— START OF TEXT —

Skip to main content

“Jesus, remember me when you come into your kingdom.” — Luke 23:42

Mission Connections
Join us on Facebook   Follow us on Twitter   Subscribe by RSS

For more information:

Mission Connections letters
and Mission Speakers

Anne Blair
(800) 728-7228, x5272
Send Email

Or write to
100 Witherspoon Street
Louisville, KY 40202

A letter from Tricia Lloyd-Sidle in the Caribbean

April 13, 2009

Dear Friends

I begin with warm greetings in Christ’s name and a reminder that you are on my mailing list to receive these occasional letters. They are updates about the mission work I facilitate on behalf of the PC(USA) and our partners in Cuba, Jamaica, and the Dominican Republic, as well as the Caribbean and North American Council for Mission. The letters are also available online at the Mission Connections Web site, where you will also find dozens of new letters posted each month from various parts of the world and links to more information. 

Spotlight on Cuba

In February, I accompanied a 13-member delegation sponsored by the Association of Retired Presbyterian Ministers, Spouses and Survivors (ARMSS) on a ten-day encounter with the Presbyterian-Reformed Church in Cuba. This group of energetic and thoughtful folks, like so many “retired” Presbyterians, remain actively committed to mission. ARMSS has an ongoing commitment to support the Presbyterian-Reformed Church in Cuba. After visiting the Evangelical Theological Seminary in Matanzas, the delegation is working on a project to upgrade the seminary’s digital library with new computers and Spanish theological resources in digital format.

The retired pastors were repeatedly asked to share their thoughts about President Obama and his Cuba policy. Indeed, 2009 may very well be a historic year in terms of U.S. policy vis-à-vis Cuba. Recently, five-year old restrictions on Cuban-American travel to visit family in Cuba were loosened. Once again, Cuban-Americans are permitted to travel annually to visit both immediate and extended family members on the island. The president is expected to remove all restrictions on Cuban-American travel soon and perhaps also relax complex regulations that govern non-tourist travel, such as the trips taken by many Presbyterian groups each year. There is also strong bi-partisan support to lift all travel restrictions. If you are interested in the ins-and-outs of legislative and executive action to change Cuba policy, I suggest the Latin America Working Group — (202) 546-7010.

— END OF TEXT —
— START OF DATASET —

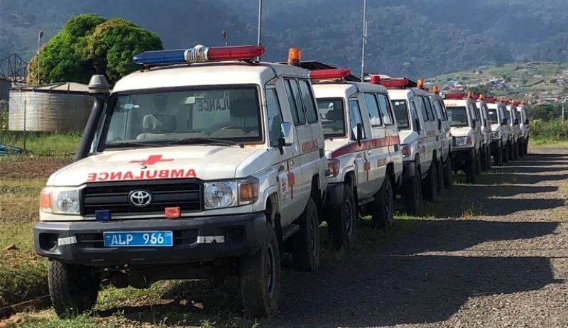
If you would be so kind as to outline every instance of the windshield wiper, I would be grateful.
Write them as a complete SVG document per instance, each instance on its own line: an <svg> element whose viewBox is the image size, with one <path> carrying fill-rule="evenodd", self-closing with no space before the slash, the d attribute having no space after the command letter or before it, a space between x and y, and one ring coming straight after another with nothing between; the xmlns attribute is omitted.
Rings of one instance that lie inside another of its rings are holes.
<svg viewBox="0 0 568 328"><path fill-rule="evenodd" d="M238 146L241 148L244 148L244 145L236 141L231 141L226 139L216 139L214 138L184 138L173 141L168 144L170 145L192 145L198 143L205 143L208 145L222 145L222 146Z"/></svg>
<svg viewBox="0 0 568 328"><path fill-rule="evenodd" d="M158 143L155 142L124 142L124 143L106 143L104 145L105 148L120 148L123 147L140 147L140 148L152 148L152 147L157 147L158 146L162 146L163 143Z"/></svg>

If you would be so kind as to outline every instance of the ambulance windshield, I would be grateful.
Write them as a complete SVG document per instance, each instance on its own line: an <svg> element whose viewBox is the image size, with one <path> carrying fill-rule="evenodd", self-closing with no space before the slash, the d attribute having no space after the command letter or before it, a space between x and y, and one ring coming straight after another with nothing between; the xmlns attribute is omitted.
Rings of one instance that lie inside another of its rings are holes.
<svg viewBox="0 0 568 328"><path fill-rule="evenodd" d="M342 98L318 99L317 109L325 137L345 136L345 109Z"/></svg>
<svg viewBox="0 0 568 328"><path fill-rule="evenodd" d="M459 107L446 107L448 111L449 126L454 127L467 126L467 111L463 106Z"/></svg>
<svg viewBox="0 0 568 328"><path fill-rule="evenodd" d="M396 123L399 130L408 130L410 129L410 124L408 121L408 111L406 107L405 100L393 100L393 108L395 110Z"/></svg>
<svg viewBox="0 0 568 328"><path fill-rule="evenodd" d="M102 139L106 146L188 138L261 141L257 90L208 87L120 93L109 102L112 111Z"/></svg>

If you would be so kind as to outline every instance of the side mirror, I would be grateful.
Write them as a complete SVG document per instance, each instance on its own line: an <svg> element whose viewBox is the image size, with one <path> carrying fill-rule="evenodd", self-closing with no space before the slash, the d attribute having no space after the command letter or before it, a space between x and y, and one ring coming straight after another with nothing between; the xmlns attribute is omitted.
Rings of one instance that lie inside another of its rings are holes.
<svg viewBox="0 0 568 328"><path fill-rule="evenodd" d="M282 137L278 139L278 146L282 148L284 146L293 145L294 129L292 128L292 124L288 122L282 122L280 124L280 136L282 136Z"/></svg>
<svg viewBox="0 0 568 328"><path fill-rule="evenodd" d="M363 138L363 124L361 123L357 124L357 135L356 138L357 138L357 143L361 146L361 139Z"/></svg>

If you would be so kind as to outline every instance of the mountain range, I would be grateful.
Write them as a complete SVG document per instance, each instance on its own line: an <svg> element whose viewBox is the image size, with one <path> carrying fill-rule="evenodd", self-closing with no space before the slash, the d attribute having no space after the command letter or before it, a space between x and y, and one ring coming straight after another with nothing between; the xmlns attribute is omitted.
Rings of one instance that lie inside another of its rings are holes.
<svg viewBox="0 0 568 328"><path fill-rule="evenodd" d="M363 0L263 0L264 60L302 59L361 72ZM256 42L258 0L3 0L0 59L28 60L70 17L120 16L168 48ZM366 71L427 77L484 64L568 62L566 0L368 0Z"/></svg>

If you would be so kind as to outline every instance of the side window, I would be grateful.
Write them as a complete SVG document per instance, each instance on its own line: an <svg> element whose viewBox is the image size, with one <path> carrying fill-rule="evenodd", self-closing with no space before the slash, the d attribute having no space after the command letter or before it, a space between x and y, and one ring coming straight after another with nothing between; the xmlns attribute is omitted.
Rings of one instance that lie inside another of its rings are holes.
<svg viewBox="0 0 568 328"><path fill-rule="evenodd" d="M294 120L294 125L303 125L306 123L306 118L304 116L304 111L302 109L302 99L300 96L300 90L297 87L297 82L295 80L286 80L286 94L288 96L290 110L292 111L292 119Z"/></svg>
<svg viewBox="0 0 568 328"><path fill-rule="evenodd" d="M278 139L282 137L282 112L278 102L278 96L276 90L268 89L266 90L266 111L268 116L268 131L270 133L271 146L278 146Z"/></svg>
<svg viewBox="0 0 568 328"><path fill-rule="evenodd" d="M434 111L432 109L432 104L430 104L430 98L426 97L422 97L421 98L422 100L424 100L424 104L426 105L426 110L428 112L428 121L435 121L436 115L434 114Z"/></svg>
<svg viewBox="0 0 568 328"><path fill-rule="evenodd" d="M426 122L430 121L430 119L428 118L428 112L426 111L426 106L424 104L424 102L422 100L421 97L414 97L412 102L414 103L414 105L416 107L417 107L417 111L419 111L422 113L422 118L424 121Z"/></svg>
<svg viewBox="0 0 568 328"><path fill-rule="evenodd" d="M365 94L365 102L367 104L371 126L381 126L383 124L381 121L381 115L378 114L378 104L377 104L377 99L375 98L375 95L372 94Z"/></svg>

— END OF DATASET —

GIVEN REQUEST A:
Can you copy the Caribbean mission letter word for word, everything from "I begin with" down to "to more information."?
GIVEN REQUEST B:
How would you rewrite the paragraph of the Caribbean mission letter that begins "In February, I accompanied" as a short bulleted list that keeps its main facts?
GIVEN REQUEST C:
Could you write the next part of the Caribbean mission letter, picking up after its last sentence?

FINAL ANSWER A:
I begin with warm greetings in Christ’s name and a reminder that you are on my mailing list to receive these occasional letters. They are updates about the mission work I facilitate on behalf of the PC(USA) and our partners in Cuba, Jamaica, and the Dominican Republic, as well as the Caribbean and North American Council for Mission. The letters are also available online at the Mission Connections Web site, where you will also find dozens of new letters posted each month from various parts of the world and links to more information.

FINAL ANSWER B:
- In February, the writer accompanied a 13-member delegation sponsored by the Association of Retired Presbyterian Ministers, Spouses and Survivors (ARMSS).
- The trip was a ten-day encounter with the Presbyterian-Reformed Church in Cuba.
- The group's members remain actively committed to mission, and ARMSS has an ongoing commitment to support the Presbyterian-Reformed Church in Cuba.
- After visiting the Evangelical Theological Seminary in Matanzas, the delegation is working on a project to upgrade the seminary's digital library with new computers and Spanish theological resources in digital format.

FINAL ANSWER C:
Travel restrictions are only one part of the embargo that the United States imposed on Cuba almost 50 years ago. Since 1969, the Presbyterian Church (U.S.A.) has repeatedly called for easing various aspects of the embargo. “One tragic feature of the embargo,” the 2003 General Assembly, “has been the blocking of pension payments to retired Cuban pastors and teachers who were members of U.S. Protestant denominations before those churches became autonomous bodies m the 1960s.” While the Board of Pensions has been able to make partial payments to some pensioners in some circumstances, repeated efforts to gain the authority to honor the contractual obligations to our pensioners in full have been denied.”

Photo of a man caught in a gesture while speaking. The line of a blackboard is visible at the edge of the photograph.

The Rev. Carlos Piedra has been an ordained pastor in the Presbyterian-Reformed Church in Cuba for 48 years.  Photo by David P. Young.

The Rev. Carlos Piedra is one of six would-be pensioners who are unable to receive any pension payments. Their pensions are totally frozen because they do not have relatives living in the United States, the only channel the Board of Pensions is currently authorized to use for getting money to persons living in Cuba. “We are very concerned about the six who are not receiving any pension payments!” church leaders stated in February when asked what issues they would like me to share with churches in the United States.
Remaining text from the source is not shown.